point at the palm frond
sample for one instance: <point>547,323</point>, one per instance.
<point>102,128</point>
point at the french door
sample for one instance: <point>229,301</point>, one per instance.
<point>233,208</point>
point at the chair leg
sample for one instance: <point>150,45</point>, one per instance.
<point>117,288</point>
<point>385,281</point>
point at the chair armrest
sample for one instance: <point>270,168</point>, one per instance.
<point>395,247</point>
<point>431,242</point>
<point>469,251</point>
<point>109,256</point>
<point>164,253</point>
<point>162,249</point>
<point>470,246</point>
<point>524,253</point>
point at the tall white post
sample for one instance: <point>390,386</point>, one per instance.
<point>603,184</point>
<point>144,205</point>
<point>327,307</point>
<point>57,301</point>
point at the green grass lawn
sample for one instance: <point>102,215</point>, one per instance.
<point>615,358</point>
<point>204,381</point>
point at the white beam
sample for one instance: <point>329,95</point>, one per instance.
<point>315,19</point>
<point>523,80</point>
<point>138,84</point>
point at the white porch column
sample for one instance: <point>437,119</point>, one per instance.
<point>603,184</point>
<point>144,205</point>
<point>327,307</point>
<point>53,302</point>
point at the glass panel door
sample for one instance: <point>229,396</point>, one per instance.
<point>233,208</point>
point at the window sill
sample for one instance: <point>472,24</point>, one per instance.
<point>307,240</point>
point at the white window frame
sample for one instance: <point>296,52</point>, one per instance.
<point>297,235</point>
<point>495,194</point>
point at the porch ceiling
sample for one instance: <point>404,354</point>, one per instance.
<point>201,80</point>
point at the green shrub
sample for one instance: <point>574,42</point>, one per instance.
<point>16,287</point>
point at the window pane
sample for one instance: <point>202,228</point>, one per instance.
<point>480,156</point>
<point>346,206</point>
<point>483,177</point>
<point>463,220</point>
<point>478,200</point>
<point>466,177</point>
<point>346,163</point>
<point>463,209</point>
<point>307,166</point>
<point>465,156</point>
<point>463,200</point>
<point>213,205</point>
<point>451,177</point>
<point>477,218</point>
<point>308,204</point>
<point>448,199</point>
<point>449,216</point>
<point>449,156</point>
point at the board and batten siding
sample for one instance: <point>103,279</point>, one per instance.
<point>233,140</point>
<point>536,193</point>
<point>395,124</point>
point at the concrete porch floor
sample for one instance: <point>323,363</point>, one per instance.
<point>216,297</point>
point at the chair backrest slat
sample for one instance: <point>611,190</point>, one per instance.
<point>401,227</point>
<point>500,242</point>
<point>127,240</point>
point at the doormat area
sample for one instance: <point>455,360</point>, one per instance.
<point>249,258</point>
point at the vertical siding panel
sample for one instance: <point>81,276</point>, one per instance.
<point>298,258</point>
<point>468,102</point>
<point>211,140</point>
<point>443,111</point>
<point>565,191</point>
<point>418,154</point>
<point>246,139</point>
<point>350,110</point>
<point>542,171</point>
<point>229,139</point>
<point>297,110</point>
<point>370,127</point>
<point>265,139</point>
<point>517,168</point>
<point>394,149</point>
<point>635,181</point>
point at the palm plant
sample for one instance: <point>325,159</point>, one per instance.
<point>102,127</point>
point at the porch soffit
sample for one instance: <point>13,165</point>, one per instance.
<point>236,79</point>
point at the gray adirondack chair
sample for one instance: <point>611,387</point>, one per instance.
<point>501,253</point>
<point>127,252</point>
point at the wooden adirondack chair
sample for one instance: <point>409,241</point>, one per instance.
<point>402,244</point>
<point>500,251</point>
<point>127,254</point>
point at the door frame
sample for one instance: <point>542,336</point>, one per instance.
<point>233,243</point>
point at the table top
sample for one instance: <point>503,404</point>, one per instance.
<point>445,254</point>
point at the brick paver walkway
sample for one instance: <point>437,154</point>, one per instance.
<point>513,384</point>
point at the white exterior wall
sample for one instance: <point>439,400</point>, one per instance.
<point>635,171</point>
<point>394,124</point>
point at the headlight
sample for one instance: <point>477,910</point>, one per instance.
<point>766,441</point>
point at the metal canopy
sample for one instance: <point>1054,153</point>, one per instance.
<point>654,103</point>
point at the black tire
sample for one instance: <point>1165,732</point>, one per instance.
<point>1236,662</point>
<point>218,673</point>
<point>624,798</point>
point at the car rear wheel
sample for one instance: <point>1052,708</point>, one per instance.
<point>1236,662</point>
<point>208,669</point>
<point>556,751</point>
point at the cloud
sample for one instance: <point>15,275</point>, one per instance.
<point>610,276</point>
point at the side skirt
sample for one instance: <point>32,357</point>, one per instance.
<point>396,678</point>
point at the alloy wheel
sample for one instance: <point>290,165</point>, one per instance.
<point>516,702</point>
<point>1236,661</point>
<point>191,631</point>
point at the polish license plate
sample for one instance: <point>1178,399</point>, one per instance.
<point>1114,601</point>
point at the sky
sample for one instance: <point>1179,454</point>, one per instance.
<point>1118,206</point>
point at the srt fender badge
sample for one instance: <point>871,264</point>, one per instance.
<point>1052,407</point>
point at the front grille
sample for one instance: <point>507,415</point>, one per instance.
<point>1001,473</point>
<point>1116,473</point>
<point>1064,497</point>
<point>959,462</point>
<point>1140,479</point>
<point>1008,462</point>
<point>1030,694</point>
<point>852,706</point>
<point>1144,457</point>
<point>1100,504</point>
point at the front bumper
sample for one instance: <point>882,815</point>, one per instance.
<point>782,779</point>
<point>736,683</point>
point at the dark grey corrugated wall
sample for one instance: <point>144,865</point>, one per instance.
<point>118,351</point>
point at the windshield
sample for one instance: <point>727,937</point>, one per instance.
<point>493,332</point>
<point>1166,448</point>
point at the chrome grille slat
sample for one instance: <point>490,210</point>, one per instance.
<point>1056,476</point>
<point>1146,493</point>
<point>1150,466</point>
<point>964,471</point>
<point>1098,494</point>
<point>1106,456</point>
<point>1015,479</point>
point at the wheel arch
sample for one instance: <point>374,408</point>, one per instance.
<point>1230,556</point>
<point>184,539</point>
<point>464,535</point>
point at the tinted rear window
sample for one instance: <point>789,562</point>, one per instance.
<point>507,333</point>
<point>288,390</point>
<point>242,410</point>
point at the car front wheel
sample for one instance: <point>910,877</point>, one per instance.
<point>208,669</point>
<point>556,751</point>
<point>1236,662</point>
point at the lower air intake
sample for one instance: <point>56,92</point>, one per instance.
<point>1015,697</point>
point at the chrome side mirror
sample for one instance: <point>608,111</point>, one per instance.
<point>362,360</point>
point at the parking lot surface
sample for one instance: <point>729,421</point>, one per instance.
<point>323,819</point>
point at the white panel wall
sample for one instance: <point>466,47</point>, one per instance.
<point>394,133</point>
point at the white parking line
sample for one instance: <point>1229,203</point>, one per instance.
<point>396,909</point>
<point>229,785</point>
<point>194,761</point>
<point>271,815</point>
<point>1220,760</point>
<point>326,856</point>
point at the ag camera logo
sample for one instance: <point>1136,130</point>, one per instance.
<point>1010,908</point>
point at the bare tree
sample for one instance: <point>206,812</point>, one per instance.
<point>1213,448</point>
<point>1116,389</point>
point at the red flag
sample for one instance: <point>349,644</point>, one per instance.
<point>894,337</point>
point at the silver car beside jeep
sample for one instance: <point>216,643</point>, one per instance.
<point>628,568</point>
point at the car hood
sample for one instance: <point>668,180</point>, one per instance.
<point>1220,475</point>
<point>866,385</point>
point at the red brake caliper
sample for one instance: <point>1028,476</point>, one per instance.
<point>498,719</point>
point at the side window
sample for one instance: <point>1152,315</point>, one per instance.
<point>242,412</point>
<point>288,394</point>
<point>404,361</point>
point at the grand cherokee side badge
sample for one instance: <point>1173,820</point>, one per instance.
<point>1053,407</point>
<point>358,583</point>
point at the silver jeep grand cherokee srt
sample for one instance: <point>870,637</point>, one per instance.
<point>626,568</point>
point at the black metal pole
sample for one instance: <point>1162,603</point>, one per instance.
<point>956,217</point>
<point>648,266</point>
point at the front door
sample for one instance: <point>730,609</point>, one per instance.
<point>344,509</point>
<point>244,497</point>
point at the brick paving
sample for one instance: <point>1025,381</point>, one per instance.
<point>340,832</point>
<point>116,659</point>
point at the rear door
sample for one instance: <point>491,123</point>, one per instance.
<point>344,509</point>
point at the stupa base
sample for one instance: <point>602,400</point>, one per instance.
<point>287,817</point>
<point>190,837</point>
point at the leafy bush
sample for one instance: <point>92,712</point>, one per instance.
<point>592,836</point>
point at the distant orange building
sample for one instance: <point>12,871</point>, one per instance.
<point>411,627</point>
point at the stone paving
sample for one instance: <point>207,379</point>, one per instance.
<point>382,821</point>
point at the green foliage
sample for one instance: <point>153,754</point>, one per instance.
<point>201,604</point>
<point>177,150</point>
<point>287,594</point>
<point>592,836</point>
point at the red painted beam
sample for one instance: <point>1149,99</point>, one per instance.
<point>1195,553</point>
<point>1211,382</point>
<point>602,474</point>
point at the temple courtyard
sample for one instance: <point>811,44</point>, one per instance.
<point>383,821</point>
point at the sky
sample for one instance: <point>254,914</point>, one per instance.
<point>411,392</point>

****************************************

Copy the records above line for line, starting at the line that contains "point at the concrete porch floor" and ending at the line that contains "<point>249,258</point>", with both of those lines included.

→ Response
point at the concrete porch floor
sample for one instance: <point>323,363</point>, one per instance.
<point>216,297</point>
point at the chair backrest slat
sample for one instance: <point>611,190</point>, one per instance.
<point>401,227</point>
<point>500,242</point>
<point>127,240</point>
point at the doormat area
sample for one instance: <point>455,360</point>, one per instance.
<point>249,258</point>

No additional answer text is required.